## Texte proposé:
-=-=-
A son stade le plus développé, la bourgeoisie assumait que la science était une vision du monde du type total ; il ne s’agissait pas d’une accumulation de connaissances scientifiques. Les deux expressions les plus poussées de cette démarche consista en la philosophie de Hegel d’un côté (avec un lien littéraire du côté de Goethe) et en l’Encyclopédie de Denis Diderot.
En raison de l’arriération de la Russie, des faiblesses historiques de la bourgeoisie, Vladimir Vernadsky intervient avec la même approche, mais avec pratiquement cent années de retard.
La famille de Vladimir Vernadsky relevait d’une sorte de couche bureaucratique présentée comme « aristocratique », mais relevant en fait de l’État tsariste cherchant à englober une population très hétérogène au moyen de tout un appareil à la fois policier, religieux et technique.
-=-=-
## Matériel fourni:
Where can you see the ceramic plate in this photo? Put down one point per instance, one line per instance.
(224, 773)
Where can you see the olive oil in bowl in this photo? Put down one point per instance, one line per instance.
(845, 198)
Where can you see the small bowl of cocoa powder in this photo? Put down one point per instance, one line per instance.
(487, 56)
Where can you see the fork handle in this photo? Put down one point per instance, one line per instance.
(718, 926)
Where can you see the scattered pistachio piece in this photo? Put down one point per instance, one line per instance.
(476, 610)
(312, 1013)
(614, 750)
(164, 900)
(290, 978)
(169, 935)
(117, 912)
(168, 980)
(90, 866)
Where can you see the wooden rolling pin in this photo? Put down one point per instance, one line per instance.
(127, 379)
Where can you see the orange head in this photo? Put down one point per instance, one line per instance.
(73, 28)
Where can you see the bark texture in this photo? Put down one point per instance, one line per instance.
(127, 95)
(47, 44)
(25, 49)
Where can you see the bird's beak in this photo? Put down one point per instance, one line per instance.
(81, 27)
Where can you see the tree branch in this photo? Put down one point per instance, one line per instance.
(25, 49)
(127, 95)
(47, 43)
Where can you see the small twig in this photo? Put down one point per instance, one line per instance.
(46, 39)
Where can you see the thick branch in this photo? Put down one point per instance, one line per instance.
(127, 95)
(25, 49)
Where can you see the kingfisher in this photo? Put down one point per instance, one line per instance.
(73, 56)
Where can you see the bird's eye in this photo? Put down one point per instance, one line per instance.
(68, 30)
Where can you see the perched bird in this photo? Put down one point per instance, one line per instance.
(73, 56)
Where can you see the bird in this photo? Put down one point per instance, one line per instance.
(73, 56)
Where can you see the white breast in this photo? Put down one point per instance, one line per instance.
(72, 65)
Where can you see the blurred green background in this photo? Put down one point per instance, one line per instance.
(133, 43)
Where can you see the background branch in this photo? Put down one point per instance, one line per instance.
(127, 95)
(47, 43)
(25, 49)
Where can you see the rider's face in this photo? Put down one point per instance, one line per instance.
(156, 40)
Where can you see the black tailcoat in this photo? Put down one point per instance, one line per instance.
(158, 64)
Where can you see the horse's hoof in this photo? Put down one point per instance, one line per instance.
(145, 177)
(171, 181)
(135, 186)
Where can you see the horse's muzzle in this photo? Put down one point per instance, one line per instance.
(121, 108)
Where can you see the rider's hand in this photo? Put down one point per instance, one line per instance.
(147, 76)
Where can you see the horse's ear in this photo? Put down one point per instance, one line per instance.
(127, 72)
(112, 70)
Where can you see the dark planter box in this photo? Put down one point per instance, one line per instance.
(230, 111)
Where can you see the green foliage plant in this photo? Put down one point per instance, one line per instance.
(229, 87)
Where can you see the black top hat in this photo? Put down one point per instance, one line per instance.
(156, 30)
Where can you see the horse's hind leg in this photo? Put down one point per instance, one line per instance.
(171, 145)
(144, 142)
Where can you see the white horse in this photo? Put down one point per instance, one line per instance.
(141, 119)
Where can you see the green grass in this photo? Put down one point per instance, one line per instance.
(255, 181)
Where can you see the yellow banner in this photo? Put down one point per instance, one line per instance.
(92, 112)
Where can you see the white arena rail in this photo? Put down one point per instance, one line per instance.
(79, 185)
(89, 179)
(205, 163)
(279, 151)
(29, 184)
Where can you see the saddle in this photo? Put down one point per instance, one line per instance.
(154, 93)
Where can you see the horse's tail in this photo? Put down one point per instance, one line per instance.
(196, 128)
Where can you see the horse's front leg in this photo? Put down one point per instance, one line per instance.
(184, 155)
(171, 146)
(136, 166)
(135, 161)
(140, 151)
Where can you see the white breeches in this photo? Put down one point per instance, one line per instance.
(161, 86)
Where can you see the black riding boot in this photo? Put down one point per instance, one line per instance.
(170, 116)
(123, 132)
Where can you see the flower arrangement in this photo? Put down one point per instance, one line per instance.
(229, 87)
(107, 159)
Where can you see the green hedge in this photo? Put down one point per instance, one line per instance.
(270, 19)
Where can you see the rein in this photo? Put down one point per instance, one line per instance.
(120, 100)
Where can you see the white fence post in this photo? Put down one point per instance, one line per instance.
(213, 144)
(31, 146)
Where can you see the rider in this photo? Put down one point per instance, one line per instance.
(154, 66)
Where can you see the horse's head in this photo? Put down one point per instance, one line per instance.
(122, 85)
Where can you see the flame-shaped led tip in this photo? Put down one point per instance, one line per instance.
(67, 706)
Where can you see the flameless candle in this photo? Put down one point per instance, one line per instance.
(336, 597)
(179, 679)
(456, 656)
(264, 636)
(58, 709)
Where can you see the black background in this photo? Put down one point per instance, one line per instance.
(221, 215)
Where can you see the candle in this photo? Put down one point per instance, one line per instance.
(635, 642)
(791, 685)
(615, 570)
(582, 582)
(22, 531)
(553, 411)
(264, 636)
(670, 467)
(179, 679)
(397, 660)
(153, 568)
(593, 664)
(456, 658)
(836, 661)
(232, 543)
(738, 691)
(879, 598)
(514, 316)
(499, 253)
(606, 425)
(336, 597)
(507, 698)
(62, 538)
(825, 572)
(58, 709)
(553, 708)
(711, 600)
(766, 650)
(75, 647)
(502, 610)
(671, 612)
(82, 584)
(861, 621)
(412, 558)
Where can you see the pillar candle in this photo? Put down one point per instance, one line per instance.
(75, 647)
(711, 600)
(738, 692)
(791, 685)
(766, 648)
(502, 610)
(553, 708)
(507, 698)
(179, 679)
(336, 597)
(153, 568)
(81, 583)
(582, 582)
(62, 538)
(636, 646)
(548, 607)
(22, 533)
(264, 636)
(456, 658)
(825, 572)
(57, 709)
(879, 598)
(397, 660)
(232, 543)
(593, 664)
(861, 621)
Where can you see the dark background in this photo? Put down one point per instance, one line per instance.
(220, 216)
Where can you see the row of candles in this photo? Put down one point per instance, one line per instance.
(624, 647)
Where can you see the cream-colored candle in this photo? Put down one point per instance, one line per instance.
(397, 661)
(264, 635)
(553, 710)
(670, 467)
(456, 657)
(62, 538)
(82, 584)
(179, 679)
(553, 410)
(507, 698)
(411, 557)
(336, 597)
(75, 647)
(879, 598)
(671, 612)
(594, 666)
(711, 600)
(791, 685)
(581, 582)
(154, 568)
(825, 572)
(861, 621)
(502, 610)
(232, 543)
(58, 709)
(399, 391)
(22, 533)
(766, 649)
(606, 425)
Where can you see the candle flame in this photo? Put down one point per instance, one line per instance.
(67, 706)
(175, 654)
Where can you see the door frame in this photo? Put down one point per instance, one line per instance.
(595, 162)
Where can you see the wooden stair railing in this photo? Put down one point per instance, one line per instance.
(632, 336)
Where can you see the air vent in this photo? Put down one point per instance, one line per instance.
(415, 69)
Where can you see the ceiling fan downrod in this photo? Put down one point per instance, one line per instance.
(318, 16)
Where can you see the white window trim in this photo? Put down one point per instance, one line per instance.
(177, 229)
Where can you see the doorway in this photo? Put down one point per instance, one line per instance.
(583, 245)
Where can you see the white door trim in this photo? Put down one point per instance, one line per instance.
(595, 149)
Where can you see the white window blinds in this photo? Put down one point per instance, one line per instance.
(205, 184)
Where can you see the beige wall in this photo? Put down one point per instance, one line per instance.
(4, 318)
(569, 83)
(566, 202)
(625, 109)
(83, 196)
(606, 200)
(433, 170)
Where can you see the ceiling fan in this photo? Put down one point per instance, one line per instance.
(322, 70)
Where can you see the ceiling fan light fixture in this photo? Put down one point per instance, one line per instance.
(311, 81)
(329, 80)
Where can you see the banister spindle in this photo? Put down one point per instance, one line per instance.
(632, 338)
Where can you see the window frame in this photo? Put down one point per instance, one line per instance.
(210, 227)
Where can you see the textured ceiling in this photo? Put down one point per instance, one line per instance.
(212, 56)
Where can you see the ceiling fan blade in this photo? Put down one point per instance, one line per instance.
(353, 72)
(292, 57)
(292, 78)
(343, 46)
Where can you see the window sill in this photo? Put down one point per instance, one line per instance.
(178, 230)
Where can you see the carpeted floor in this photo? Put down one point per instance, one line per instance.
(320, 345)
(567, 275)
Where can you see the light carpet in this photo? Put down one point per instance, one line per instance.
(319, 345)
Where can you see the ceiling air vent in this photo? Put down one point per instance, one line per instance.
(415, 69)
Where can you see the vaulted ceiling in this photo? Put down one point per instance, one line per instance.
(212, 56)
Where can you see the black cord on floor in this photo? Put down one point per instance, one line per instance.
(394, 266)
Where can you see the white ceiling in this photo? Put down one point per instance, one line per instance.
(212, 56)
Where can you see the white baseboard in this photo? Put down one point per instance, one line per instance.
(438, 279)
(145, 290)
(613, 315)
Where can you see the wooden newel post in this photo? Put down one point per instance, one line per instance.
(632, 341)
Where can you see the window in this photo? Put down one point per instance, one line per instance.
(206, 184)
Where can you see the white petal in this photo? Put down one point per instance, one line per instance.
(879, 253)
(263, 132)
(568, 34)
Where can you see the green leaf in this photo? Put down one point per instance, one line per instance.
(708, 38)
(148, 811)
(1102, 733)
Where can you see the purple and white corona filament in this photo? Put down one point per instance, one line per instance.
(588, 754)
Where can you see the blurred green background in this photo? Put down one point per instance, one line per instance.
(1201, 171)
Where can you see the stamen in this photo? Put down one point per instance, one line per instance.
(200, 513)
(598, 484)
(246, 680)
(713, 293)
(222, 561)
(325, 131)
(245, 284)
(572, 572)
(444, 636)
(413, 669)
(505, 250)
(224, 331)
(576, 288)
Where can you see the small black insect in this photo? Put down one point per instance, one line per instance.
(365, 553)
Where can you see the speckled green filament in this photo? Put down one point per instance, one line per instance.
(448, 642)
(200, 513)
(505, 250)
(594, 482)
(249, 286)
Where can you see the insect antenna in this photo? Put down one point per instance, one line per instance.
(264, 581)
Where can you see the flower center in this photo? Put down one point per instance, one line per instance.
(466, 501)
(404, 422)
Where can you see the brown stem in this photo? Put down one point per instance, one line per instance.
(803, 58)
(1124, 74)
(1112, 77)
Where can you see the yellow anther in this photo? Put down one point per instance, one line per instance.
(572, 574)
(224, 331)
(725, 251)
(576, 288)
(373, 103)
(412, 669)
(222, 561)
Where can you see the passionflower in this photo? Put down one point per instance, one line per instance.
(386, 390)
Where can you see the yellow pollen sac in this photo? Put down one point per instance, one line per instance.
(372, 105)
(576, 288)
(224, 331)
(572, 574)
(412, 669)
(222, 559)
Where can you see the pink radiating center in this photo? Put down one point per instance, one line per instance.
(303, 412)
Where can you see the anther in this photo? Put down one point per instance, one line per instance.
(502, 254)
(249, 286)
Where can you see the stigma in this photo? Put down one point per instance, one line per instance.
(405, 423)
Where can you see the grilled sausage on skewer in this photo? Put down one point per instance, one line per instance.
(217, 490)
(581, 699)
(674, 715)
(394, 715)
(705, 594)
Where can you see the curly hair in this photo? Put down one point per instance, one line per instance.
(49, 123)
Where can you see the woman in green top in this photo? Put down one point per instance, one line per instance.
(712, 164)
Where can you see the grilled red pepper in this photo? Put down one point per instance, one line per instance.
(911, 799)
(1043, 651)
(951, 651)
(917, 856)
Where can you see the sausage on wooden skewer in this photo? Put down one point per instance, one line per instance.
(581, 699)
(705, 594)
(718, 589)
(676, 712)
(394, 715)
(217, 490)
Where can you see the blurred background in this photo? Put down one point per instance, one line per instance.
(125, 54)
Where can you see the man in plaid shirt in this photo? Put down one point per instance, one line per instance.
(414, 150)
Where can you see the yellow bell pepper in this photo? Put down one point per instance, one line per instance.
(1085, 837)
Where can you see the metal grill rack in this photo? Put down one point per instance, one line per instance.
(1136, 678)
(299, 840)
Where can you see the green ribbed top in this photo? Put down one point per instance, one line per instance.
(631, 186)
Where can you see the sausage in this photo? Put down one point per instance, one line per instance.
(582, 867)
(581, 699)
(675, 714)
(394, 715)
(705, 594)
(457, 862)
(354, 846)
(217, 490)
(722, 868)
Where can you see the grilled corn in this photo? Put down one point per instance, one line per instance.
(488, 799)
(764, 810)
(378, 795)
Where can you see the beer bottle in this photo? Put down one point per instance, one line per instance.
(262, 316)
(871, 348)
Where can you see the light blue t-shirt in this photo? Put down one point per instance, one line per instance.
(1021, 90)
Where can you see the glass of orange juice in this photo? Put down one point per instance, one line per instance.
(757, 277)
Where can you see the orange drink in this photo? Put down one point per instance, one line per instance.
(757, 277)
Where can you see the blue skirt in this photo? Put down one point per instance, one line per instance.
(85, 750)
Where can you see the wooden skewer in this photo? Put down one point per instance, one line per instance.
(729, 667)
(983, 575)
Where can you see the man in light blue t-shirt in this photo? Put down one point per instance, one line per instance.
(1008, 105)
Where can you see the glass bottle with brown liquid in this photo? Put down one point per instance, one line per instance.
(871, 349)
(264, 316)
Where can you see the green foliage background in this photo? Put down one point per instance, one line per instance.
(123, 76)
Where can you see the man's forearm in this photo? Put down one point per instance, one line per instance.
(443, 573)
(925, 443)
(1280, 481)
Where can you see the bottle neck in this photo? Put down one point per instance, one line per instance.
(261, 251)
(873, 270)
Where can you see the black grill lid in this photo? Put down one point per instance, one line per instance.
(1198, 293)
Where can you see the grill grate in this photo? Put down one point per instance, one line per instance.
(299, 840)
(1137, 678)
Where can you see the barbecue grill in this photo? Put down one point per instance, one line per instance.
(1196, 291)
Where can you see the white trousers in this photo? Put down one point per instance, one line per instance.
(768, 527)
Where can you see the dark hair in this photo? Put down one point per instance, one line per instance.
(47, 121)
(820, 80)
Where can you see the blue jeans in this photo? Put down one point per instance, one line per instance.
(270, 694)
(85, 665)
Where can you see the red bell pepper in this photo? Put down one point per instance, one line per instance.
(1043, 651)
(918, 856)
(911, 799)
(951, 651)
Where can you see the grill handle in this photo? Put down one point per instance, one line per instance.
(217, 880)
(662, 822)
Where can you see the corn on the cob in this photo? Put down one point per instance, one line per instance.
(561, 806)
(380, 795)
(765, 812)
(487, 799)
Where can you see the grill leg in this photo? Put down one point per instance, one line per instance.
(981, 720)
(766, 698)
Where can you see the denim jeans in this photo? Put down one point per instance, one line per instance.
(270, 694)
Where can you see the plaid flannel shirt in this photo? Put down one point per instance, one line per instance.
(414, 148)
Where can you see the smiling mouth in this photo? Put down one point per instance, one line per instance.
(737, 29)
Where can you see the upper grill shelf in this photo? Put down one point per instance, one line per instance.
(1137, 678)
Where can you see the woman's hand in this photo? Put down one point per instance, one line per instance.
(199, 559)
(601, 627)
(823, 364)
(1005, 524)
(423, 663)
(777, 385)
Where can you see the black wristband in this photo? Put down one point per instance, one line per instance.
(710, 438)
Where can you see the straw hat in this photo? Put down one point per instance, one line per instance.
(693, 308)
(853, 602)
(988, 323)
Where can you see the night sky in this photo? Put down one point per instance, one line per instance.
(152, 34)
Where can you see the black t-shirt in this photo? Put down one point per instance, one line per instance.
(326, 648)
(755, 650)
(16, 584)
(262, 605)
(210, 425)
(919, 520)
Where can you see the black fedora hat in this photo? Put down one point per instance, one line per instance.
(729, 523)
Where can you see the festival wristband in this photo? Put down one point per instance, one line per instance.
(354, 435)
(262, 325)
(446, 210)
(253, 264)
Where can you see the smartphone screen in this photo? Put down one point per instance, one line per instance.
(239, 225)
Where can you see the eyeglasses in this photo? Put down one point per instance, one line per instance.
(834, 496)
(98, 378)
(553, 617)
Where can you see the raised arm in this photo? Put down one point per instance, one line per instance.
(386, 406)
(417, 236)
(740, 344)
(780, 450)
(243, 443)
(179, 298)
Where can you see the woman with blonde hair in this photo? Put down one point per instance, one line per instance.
-=-=-
## Série de consignes:
A. Répondez aux questions suivantes d'après le texte sur Vladimir Vernadsky :
(i) Quelles ont été les deux expressions les plus poussées de la démarche de la bourgeoisie à son stade le plus développé ?
(ii) Avec combien d'années de retard Vernadsky intervient-il ?
(iii) Au moyen de quel appareil l'État tsariste cherchait-il à englober une population très hétérogène ?
B. Transposez en tableau Markdown tout ce qui, dans les enregistrements, va de la ligne contenant « Where can you see the green ribbed » jusqu'à la ligne contenant « (1008, 105) », ces deux lignes comprises, en omettant les lignes vides. Intitulez les colonnes « Rang » et « Contenu », la première numérotant chaque ligne.

## Résultats obtenus:
A.
(i) La philosophie de Hegel, d'un côté, et l'Encyclopédie de Denis Diderot, de l'autre.
(ii) Pratiquement cent années.
(iii) Un appareil à la fois policier, religieux et technique.

B.
| Rang | Contenu |
|---|---|
| 1 | Where can you see the green ribbed top in this photo? Put down one point per instance, one line per instance. |
| 2 | (631, 186) |
| 3 | Where can you see the sausage in this photo? Put down one point per instance, one line per instance. |
| 4 | (582, 867) |
| 5 | (581, 699) |
| 6 | (675, 714) |
| 7 | (394, 715) |
| 8 | (705, 594) |
| 9 | (457, 862) |
| 10 | (354, 846) |
| 11 | (217, 490) |
| 12 | (722, 868) |
| 13 | Where can you see the grilled corn in this photo? Put down one point per instance, one line per instance. |
| 14 | (488, 799) |
| 15 | (764, 810) |
| 16 | (378, 795) |
| 17 | Where can you see the beer bottle in this photo? Put down one point per instance, one line per instance. |
| 18 | (262, 316) |
| 19 | (871, 348) |
| 20 | Where can you see the light blue t-shirt in this photo? Put down one point per instance, one line per instance. |
| 21 | (1021, 90) |
| 22 | Where can you see the glass of orange juice in this photo? Put down one point per instance, one line per instance. |
| 23 | (757, 277) |
| 24 | Where can you see the orange drink in this photo? Put down one point per instance, one line per instance. |
| 25 | (757, 277) |
| 26 | Where can you see the blue skirt in this photo? Put down one point per instance, one line per instance. |
| 27 | (85, 750) |
| 28 | Where can you see the wooden skewer in this photo? Put down one point per instance, one line per instance. |
| 29 | (729, 667) |
| 30 | (983, 575) |
| 31 | Where can you see the man in light blue t-shirt in this photo? Put down one point per instance, one line per instance. |
| 32 | (1008, 105) |